(Records from a data source)

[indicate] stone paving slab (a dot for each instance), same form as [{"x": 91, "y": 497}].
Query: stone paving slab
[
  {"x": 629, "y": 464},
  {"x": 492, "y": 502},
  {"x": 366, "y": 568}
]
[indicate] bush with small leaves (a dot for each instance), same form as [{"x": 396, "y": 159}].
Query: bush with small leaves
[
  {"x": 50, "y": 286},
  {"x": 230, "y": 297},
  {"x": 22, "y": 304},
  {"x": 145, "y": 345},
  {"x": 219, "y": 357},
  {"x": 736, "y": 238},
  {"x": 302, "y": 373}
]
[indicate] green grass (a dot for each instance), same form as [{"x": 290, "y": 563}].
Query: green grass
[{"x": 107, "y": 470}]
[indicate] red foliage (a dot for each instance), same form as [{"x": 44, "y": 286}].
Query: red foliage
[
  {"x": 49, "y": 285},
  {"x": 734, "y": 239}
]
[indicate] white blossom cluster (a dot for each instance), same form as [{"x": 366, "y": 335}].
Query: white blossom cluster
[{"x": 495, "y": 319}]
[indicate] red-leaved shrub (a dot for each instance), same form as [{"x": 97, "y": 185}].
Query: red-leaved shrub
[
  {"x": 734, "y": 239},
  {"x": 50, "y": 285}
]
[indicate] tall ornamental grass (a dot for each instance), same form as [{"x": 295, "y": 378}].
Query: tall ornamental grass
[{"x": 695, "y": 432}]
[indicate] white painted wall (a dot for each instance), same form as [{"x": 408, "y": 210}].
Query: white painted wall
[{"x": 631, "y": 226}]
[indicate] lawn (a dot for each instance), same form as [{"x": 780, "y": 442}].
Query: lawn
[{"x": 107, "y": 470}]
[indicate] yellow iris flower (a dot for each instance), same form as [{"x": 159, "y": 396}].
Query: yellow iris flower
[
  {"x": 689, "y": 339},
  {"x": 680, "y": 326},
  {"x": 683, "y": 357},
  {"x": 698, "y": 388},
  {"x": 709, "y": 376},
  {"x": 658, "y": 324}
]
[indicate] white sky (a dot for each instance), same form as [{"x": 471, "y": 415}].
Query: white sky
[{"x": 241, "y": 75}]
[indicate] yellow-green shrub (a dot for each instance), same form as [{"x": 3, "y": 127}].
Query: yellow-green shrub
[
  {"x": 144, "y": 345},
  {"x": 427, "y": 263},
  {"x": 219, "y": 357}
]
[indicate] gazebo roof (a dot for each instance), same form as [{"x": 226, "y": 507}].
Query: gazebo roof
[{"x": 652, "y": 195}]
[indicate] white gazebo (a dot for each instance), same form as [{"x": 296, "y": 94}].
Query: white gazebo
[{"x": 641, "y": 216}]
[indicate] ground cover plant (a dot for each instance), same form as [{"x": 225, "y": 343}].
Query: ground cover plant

**Instructions to follow:**
Duplicate every one of the lines above, character for character.

**Exercise solution:**
[indicate] stone paving slab (a dot for each instance), same form as [{"x": 91, "y": 497}].
Query: stone paving slab
[
  {"x": 629, "y": 464},
  {"x": 492, "y": 502},
  {"x": 366, "y": 568}
]
[indicate] bush with small leaves (a dot for each instance), same form as [{"x": 396, "y": 159}].
Query: bush with small leaves
[
  {"x": 50, "y": 286},
  {"x": 230, "y": 297},
  {"x": 22, "y": 304},
  {"x": 145, "y": 345},
  {"x": 219, "y": 357},
  {"x": 736, "y": 238},
  {"x": 302, "y": 373}
]
[indicate] green grass (a dot for each instance), same form as [{"x": 290, "y": 563}].
Query: green grass
[{"x": 107, "y": 470}]
[indicate] red foliage (a dot for each instance), same form as [{"x": 44, "y": 286}].
Query: red foliage
[
  {"x": 49, "y": 285},
  {"x": 734, "y": 239}
]
[indicate] white blossom cluster (a dot for each instance), same form as [{"x": 366, "y": 335}].
Query: white blossom cluster
[{"x": 495, "y": 319}]
[indicate] red-leaved shrub (a dot for each instance), same form as [{"x": 97, "y": 185}].
Query: red-leaved shrub
[
  {"x": 734, "y": 239},
  {"x": 50, "y": 285}
]
[indicate] tall ornamental grass (a dot for each instance), same form as [{"x": 295, "y": 378}].
Query: tall ornamental grass
[{"x": 695, "y": 432}]
[indicate] white painted wall (a dot for each instance), same form as [{"x": 408, "y": 210}].
Query: white painted wall
[{"x": 631, "y": 226}]
[indicate] lawn (a dot for each instance), same form as [{"x": 780, "y": 442}].
Query: lawn
[{"x": 107, "y": 470}]
[indicate] yellow iris flower (a dot for each instance), same form as [{"x": 159, "y": 396}].
Query: yellow iris flower
[
  {"x": 689, "y": 339},
  {"x": 680, "y": 326},
  {"x": 683, "y": 357},
  {"x": 698, "y": 388},
  {"x": 709, "y": 376},
  {"x": 658, "y": 324}
]
[indicate] white sky (a dot for each instance), same form as [{"x": 471, "y": 415}].
Query: white sky
[{"x": 241, "y": 75}]
[indicate] yellow-green shrub (a dot for each instance), same form as [{"x": 3, "y": 127}].
Query: yellow-green shrub
[
  {"x": 144, "y": 345},
  {"x": 427, "y": 263},
  {"x": 219, "y": 357}
]
[indicate] gazebo roof (a dot for each instance), same form as [{"x": 226, "y": 507}].
Query: gazebo roof
[{"x": 652, "y": 195}]
[indicate] white gazebo (a dot for each instance), same form as [{"x": 296, "y": 94}].
Query: white gazebo
[{"x": 641, "y": 216}]
[indicate] ground cover plant (a dot for each instance), same form as [{"x": 225, "y": 343}].
Query: ground cover plant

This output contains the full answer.